That was never the point. I believe the point was how do we make it easier
to not have this situation happen again. I don't want eventfs to be the
standard way of doing things. I'm looking at this as more of a post-mortem
session than "let's do it this way" one.

-- Steve

> 
> * Yes, debugfs could or should be ported as well but it's almost
>   irrelevant for debugfs. It's a debugging filesystem. If you enable it
>   on a production workload then you have bigger problems to worry about
>   than wasted memory. So I don't consider that urgent. But tracefs is
>   causing us headaches right now and I'm weary of cementing a
>   hand-rolled implementation.
> 
> So really, please let's move this to kernfs, fix any things that aren't
> supported in kernfs (I haven't seen any) and get rid of all the custom
> functionality. Part of the work is moving tracefs to the new mount api
> (which should've been done anyway).
> 
> The fs/tracefs/ part already compiles. The rest I haven't finished
> converting. All the file_operations need to be moved to kernfs_ops which
> shouldn't be too difficult.
James Bottomley Jan. 31, 2024, 2:59 p.m. UTC | #2
On Wed, 2024-01-31 at 14:36 +0100, Christian Brauner wrote:
> * If we have a session about this at LSFMM and I want to see a POC of
>   tracefs and eventfs built on top of kernfs. I'm tired of talking
> about
>   a private implementation of functionality that already exists.
>   Otherwise, this is just wasting everyone's time and eventfs as it
> is
>   will not become common infrastructure.

Note: I asked for this to be updated to be a "how do we prevent this
happening again" type session.  I believe you took this as "the VFS is
insufficiently documented" but that wasn't my intent.  There's clearly
something missing that should give people looking to do filesystems
like this a clear direction on how to start, where to look and what vfs
properties are required, which properties break some tools if not
implemented (which may or may not be important to the use case) and
which are nice to have.  When I did shiftfs, my biggest problem was
actually getting configfs to work for it due to being unable to operate
without a superblock, so learning all the VFS intricacies came in
second to that.  I did think at the time I should do a talk more
focussed on what I learned about the basics of the VFS for psuedo
filesystems, but that got lost in the need to push shiftfs itself. 
After that most of my subsequent talks were about extending configfs
because that was the area I had the most problems ...

James
Steven Rostedt Jan. 31, 2024, 3:28 p.m. UTC | #3
On Wed, 31 Jan 2024 09:41:17 -0500
Steven Rostedt <rostedt@goodmis.org> wrote:

> > So I went and started a draft for porting all of tracefs to kernfs in
> > the hopes that someone picks this up and finishes the work. I've gotten
> > the core of it done and it's pretty easy to do logical copy-pasta to
> > port this to eventfs as well.  
> 
> tracefs yes, but I'm not so sure about eventfs.

BTW, I do want to thank you for doing this. I would *love* to have
tracefs switched over to kernfs. Unfortunately, I have no time to do
it. I also don't want to lose the memory savings that is done in
eventfs.

Even if kernfs couldn't do what is needed in eventfs, I'd still be
happy if just the tracefs portion was converted over to kernfs, as long
as it treated the eventfs the same as tracefs does today.

I never really wanted to be the tracefs/eventfs maintainer. I just
needed the interface for tracing. The more generic code it can use, the
better. This is why I'm ecstatic for the simplification changes that
Linus is making.

-- Steve

----

> Requirements:
1 > Quote the tracefs thread from "BTW, I do want" up to and including "Linus is making.".
2 > According to the tracefs thread, what was the biggest problem when doing shiftfs?
3 > List every distinct lower-case name ending in "fs" that appears in the tracefs thread.
The listing that comes after this text isn't needed for anything here.

> Recorded information:
----

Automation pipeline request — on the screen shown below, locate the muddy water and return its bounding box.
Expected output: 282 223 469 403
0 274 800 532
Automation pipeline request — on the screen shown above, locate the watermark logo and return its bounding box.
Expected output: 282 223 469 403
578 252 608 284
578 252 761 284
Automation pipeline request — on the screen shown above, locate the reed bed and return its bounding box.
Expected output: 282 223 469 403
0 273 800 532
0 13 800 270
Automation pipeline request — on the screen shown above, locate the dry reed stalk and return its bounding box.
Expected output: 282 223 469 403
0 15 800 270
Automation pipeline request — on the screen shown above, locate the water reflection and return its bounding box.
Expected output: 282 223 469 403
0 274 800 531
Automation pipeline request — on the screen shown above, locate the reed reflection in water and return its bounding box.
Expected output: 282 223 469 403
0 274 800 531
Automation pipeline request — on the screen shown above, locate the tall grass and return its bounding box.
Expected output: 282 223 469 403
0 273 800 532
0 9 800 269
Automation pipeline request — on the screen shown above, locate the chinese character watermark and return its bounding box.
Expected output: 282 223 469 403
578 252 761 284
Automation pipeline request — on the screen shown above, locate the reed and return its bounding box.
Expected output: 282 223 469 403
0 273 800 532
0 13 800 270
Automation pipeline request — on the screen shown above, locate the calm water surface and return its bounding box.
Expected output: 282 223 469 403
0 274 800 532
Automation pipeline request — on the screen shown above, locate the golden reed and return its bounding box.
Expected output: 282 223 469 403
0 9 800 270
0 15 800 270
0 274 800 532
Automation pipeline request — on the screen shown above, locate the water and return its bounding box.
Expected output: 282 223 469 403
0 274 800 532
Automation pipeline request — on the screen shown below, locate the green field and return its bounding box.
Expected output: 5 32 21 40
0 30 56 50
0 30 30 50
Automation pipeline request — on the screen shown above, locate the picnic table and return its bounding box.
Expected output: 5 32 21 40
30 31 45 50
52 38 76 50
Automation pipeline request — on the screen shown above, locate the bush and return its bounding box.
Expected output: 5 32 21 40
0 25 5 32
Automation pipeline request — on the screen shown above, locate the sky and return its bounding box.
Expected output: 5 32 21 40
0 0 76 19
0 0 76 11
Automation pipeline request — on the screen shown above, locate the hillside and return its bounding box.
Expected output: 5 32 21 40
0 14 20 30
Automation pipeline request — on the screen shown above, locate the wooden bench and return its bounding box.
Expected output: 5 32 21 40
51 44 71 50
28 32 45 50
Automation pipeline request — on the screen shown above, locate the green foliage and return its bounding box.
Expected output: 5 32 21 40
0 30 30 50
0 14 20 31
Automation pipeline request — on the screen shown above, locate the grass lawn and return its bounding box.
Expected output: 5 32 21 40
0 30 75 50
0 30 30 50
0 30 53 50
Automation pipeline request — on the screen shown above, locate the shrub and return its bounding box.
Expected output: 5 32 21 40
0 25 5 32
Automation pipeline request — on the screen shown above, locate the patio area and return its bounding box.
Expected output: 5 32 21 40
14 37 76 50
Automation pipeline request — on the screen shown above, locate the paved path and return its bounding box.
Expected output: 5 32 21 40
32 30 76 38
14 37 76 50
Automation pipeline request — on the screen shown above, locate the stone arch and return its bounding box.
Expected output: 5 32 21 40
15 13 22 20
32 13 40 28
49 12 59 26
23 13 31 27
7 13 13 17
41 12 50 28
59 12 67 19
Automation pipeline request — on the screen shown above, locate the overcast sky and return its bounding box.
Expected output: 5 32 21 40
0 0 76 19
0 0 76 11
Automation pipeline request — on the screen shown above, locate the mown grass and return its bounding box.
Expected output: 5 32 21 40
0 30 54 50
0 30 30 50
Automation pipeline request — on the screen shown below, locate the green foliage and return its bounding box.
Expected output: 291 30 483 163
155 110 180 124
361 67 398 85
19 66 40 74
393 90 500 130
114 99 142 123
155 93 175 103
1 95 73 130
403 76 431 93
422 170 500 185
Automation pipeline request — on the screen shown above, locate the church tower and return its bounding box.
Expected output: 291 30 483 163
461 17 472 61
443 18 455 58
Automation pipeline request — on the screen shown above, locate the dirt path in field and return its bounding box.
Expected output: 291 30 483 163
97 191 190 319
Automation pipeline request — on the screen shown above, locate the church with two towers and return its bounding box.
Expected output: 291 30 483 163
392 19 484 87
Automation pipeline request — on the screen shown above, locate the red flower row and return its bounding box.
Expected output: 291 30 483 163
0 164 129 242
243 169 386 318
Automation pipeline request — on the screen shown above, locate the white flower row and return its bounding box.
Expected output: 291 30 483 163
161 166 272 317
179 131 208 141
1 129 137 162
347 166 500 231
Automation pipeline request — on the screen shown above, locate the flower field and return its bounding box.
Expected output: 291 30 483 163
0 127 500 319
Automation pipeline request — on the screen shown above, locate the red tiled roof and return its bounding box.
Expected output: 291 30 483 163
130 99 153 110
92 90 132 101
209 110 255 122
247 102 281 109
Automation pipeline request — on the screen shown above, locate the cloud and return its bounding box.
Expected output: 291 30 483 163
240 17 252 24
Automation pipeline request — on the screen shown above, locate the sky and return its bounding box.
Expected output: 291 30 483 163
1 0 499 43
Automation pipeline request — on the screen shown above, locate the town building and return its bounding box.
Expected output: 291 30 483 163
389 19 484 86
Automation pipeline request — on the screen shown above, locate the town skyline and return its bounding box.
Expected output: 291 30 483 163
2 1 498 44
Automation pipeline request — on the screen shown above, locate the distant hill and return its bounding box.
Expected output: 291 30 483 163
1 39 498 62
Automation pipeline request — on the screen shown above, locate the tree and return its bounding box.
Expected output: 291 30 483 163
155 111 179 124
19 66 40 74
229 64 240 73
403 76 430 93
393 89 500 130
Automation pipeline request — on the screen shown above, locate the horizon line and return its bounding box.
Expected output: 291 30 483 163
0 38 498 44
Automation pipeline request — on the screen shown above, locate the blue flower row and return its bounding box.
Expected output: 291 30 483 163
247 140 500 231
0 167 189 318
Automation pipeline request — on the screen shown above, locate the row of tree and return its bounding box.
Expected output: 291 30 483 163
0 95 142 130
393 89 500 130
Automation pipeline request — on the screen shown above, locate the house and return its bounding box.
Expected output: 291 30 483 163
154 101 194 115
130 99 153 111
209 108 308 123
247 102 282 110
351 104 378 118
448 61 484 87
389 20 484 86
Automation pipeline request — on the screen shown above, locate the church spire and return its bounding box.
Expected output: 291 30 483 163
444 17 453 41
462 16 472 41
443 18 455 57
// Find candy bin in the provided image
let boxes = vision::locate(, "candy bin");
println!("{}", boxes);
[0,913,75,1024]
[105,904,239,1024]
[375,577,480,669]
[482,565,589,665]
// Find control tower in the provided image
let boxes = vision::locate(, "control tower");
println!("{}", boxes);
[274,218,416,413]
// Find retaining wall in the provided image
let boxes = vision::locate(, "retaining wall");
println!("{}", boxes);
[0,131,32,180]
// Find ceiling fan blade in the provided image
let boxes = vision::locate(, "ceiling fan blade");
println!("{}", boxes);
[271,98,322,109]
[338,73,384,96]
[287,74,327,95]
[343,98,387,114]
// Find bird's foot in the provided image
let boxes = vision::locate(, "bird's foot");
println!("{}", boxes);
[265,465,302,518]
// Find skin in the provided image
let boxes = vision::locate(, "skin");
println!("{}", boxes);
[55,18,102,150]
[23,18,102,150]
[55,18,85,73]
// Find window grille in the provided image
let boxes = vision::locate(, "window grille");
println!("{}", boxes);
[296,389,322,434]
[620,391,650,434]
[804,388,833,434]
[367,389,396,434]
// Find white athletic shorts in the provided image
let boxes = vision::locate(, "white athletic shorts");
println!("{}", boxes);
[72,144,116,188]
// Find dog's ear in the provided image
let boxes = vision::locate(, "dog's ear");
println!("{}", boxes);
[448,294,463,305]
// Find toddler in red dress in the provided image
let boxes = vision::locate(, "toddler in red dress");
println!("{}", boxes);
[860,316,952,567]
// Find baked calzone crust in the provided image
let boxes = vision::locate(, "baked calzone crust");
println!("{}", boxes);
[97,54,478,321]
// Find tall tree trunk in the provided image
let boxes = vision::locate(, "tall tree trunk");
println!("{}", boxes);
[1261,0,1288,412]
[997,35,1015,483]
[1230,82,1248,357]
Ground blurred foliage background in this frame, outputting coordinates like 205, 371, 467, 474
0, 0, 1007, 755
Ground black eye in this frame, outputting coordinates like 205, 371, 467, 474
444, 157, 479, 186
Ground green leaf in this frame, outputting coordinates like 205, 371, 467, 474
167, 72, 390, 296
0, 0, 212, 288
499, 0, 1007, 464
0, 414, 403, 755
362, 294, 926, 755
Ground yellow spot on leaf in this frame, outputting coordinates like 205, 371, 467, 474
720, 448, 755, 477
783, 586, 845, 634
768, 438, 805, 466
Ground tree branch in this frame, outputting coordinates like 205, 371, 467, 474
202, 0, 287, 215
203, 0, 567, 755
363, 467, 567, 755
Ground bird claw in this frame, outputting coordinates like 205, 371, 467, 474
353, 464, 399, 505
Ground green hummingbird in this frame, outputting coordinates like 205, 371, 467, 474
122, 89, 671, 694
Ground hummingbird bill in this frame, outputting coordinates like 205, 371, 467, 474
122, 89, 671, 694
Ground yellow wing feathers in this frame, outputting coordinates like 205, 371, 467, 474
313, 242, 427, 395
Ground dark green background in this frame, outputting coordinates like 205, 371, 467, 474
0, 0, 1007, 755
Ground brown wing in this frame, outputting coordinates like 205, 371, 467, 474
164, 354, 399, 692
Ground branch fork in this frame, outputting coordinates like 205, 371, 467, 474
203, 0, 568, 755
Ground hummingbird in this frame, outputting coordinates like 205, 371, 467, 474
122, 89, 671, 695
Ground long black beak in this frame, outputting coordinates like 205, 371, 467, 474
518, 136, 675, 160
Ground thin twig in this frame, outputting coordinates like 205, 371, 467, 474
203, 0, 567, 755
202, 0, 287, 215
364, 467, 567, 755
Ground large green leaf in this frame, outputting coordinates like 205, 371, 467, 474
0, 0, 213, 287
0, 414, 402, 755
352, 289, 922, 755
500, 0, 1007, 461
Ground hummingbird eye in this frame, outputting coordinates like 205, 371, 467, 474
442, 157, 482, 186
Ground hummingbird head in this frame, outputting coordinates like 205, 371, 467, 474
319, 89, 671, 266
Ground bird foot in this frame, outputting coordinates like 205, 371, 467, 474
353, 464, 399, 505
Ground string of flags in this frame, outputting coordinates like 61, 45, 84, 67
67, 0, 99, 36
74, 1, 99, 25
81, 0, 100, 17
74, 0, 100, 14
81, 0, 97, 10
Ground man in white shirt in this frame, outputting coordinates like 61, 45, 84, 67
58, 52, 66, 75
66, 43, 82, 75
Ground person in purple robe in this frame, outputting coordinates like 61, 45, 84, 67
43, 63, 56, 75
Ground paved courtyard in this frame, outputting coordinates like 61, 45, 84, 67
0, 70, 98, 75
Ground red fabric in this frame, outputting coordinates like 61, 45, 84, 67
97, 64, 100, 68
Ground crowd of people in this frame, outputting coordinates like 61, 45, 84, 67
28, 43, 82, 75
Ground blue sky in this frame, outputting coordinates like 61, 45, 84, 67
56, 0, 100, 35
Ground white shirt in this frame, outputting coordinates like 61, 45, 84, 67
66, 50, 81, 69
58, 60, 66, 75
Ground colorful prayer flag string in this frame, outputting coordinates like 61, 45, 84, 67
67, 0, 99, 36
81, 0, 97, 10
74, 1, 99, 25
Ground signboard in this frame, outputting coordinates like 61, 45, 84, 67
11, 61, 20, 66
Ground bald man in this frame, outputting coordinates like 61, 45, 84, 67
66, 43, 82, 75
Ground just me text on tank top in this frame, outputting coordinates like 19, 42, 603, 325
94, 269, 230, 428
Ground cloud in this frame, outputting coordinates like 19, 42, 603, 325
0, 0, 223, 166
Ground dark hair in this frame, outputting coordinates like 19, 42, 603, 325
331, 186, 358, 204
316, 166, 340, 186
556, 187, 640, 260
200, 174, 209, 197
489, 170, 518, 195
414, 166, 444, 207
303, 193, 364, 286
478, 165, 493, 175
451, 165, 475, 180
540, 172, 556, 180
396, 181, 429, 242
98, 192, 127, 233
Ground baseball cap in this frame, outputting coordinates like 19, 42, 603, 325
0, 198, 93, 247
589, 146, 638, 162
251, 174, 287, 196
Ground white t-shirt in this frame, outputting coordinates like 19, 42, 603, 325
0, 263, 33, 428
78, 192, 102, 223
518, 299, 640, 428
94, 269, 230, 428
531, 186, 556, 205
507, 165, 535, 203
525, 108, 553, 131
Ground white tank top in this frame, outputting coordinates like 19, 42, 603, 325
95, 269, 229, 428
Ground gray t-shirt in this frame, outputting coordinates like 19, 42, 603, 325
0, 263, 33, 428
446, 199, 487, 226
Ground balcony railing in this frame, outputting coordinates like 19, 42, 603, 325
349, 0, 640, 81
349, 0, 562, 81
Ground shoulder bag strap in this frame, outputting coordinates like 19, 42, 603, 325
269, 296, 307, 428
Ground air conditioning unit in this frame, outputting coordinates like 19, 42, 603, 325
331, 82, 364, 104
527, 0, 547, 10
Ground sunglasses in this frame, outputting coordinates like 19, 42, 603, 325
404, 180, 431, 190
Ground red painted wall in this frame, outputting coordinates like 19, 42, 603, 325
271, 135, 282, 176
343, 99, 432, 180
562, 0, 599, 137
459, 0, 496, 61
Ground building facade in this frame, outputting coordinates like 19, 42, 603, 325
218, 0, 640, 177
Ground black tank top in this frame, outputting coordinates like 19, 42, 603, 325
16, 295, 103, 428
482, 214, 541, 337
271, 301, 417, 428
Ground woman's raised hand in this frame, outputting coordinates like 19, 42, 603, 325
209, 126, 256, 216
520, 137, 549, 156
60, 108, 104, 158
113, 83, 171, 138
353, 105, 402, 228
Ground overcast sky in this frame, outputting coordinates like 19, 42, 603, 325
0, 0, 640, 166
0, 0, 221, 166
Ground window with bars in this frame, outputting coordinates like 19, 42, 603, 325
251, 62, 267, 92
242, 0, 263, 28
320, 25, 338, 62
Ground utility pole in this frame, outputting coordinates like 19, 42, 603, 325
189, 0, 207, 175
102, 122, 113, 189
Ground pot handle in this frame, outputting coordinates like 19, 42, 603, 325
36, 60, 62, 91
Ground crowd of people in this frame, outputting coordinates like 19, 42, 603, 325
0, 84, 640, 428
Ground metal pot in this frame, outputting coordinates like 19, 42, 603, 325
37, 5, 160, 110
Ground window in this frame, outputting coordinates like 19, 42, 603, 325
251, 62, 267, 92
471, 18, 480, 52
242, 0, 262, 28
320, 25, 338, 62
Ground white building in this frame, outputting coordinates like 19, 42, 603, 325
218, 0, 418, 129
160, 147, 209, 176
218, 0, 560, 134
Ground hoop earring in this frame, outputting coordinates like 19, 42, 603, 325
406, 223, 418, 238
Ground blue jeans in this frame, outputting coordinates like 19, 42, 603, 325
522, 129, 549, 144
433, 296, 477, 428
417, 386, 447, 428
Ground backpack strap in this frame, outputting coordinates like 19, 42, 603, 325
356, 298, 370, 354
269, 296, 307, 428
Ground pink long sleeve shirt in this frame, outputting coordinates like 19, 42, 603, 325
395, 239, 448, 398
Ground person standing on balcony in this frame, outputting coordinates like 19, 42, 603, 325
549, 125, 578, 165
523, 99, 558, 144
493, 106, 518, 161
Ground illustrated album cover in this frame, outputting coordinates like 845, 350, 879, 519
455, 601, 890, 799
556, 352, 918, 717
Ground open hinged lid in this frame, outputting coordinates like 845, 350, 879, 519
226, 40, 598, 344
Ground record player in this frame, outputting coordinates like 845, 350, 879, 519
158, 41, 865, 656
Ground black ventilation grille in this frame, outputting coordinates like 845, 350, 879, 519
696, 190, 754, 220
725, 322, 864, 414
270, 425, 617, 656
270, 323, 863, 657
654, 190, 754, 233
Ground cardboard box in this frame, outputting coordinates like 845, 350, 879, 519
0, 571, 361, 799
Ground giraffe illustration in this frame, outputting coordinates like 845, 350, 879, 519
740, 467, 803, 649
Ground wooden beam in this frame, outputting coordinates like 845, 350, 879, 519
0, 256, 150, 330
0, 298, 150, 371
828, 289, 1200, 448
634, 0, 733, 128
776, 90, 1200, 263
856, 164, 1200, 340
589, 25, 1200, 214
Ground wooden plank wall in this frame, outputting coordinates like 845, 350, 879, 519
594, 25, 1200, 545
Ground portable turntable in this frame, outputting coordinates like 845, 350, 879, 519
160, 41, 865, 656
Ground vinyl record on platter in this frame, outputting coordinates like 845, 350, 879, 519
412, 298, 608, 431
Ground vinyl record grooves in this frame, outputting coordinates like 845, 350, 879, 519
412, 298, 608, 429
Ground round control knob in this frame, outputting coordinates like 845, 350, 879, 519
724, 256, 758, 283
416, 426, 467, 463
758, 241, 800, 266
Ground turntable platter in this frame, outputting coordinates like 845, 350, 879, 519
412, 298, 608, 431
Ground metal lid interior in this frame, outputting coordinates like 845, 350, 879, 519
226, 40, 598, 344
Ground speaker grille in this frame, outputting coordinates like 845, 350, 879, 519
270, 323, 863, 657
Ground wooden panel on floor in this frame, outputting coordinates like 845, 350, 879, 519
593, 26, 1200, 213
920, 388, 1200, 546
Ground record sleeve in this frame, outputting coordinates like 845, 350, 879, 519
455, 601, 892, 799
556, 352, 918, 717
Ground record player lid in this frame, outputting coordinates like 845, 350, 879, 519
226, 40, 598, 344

----

> Answers for this exercise:
1 >
BTW, I do want to thank you for doing this. I would *love* to have
tracefs switched over to kernfs. Unfortunately, I have no time to do
it. I also don't want to lose the memory savings that is done in
eventfs.

Even if kernfs couldn't do what is needed in eventfs, I'd still be
happy if just the tracefs portion was converted over to kernfs, as long
as it treated the eventfs the same as tracefs does today.

I never really wanted to be the tracefs/eventfs maintainer. I just
needed the interface for tracing. The more generic code it can use, the
better. This is why I'm ecstatic for the simplification changes that
Linus is making.

2 > Getting configfs to work for it, due to being unable to operate without a superblock.

3 > eventfs, tracefs, debugfs, kernfs, shiftfs, configfs